> **Action item**:
Locate the line that contains "If you could point to the grey". Reproduce it and all following lines up to the end of the material, exactly and with nothing added.

> **Task inputs**:
- - - - - - -

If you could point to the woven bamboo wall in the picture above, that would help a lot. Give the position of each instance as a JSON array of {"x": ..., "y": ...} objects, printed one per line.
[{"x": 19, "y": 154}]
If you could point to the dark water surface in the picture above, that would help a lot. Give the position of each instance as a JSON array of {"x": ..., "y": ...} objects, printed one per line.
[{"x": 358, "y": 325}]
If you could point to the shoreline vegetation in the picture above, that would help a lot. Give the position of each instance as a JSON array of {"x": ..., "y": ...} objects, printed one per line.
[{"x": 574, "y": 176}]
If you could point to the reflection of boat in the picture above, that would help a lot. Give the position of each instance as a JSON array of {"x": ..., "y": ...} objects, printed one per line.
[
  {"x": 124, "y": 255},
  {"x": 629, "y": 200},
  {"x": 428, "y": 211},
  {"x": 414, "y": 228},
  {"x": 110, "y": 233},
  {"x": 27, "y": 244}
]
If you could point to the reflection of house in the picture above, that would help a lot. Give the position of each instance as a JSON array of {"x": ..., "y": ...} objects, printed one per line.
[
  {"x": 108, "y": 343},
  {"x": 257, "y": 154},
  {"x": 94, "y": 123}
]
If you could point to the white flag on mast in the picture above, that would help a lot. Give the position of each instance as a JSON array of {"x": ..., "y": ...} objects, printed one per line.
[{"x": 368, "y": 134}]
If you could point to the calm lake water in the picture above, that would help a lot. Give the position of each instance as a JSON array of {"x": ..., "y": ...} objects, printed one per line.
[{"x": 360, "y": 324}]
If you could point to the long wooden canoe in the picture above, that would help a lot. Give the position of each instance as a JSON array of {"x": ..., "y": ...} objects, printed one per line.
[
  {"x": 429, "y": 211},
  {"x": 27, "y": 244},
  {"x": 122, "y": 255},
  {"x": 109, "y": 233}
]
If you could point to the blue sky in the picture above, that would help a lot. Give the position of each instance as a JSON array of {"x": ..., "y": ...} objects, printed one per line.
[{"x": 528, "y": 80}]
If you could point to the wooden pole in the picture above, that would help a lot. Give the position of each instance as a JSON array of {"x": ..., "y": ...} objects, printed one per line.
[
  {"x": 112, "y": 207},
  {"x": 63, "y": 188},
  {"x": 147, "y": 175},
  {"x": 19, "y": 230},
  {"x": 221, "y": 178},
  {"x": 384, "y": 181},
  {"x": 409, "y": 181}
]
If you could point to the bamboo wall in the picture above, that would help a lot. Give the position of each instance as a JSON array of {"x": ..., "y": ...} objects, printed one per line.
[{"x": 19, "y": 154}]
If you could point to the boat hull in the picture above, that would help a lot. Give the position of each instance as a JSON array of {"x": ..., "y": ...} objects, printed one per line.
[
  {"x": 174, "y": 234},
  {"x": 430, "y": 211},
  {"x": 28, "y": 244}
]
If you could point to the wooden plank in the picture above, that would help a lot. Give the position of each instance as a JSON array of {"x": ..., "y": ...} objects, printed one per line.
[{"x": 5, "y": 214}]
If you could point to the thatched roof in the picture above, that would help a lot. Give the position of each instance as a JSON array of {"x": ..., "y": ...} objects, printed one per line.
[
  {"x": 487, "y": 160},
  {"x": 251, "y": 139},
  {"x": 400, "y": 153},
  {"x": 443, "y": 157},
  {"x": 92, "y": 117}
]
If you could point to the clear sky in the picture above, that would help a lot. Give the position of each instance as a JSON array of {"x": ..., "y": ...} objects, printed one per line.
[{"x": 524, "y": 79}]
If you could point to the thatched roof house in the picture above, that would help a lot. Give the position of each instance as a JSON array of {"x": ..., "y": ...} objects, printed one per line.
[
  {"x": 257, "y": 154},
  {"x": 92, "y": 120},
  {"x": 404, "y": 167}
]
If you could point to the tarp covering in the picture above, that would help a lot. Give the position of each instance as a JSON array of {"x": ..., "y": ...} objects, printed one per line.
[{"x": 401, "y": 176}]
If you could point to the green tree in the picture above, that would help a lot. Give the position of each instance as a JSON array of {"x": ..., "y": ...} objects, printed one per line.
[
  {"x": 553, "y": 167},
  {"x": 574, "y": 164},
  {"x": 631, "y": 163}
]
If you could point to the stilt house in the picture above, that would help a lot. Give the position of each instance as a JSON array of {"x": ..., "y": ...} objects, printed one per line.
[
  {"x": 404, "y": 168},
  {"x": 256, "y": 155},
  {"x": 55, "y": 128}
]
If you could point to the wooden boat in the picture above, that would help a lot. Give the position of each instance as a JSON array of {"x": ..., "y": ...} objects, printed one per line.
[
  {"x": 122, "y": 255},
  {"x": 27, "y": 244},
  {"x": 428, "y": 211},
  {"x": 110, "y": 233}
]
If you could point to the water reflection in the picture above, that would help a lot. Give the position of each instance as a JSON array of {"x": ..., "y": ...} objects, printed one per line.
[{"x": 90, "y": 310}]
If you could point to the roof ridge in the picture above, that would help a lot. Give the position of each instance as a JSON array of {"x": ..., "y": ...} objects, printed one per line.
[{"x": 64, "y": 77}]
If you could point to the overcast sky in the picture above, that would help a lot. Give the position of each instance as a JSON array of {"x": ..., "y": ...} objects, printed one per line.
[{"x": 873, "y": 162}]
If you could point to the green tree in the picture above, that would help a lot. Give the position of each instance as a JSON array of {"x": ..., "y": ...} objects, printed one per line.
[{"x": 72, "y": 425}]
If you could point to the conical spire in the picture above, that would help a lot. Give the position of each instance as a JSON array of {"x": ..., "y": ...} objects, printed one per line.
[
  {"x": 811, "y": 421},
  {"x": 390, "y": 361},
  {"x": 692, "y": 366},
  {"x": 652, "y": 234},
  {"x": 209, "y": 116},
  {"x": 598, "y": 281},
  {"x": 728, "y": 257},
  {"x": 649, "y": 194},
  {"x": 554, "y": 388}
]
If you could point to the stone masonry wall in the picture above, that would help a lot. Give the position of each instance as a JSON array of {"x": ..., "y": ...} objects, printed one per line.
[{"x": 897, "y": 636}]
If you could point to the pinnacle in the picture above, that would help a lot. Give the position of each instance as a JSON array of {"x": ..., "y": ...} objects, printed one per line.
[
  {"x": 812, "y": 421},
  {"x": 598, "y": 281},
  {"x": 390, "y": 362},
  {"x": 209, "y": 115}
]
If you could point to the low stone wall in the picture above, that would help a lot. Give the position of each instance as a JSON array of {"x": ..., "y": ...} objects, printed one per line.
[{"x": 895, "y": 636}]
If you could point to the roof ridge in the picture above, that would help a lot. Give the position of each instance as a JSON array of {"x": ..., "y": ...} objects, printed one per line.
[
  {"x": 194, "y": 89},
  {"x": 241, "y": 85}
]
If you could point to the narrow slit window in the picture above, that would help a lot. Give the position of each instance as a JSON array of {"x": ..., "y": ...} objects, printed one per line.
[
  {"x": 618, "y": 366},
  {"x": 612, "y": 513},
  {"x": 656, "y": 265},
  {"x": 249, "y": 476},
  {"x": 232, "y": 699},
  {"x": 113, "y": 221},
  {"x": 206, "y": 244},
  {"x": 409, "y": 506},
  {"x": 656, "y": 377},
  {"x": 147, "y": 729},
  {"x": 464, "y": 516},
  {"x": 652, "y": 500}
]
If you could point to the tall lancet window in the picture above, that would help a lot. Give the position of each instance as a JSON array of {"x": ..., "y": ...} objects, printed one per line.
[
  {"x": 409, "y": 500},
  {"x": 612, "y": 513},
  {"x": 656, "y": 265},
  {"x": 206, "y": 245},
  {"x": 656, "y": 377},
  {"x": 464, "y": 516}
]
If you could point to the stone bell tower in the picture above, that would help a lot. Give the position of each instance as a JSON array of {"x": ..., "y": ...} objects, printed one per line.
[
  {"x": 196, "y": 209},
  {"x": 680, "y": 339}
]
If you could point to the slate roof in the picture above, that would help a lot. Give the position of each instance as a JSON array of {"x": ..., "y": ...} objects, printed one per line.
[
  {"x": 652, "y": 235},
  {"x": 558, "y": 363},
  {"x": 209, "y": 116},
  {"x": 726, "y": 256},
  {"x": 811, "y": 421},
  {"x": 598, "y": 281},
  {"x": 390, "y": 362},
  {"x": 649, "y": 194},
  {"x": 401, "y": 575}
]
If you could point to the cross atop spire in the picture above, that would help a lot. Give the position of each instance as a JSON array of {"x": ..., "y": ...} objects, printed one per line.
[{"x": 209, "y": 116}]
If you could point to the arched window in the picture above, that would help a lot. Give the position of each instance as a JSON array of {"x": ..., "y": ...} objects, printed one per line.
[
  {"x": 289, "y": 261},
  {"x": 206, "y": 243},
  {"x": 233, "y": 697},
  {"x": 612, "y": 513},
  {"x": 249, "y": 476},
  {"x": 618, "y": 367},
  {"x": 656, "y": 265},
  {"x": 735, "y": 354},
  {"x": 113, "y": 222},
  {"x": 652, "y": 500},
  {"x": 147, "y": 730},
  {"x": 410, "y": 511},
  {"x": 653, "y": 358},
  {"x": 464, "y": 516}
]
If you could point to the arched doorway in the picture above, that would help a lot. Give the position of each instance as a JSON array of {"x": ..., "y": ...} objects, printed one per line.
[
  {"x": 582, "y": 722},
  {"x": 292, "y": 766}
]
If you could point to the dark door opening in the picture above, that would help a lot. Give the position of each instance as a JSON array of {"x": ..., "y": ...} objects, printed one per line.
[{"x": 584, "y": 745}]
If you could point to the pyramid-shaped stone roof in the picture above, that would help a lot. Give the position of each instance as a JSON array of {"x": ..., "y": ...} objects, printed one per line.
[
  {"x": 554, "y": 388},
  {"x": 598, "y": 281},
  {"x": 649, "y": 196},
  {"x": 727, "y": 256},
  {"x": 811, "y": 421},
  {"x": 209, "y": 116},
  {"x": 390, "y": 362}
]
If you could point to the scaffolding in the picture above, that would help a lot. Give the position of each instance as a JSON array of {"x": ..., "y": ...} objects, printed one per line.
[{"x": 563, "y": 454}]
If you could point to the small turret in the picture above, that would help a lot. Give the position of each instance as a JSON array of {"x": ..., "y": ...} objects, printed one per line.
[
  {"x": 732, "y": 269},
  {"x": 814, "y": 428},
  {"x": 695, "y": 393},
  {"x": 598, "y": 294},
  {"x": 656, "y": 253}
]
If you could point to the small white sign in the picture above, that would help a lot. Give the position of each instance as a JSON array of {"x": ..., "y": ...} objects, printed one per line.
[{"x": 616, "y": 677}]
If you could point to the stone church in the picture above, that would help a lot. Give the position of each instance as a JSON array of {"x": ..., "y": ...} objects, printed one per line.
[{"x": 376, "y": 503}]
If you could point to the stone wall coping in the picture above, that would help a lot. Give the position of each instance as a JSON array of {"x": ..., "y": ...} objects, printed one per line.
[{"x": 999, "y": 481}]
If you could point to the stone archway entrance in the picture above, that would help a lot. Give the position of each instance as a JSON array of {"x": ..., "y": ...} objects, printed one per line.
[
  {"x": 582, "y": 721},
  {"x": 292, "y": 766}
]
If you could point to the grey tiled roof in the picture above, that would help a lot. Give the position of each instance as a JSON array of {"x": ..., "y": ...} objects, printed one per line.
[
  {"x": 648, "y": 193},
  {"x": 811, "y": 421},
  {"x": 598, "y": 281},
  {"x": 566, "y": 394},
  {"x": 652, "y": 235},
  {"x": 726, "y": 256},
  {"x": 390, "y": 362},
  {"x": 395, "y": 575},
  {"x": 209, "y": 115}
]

- - - - - - -

> **Problem solution**:
If you could point to the grey tiled roof in the picture above, that would help a lot. Give the position of each instance as a JSON array of {"x": ..., "y": ...} objects, printed one per line.
[
  {"x": 648, "y": 193},
  {"x": 811, "y": 421},
  {"x": 598, "y": 281},
  {"x": 566, "y": 394},
  {"x": 652, "y": 235},
  {"x": 726, "y": 256},
  {"x": 390, "y": 362},
  {"x": 395, "y": 575},
  {"x": 209, "y": 115}
]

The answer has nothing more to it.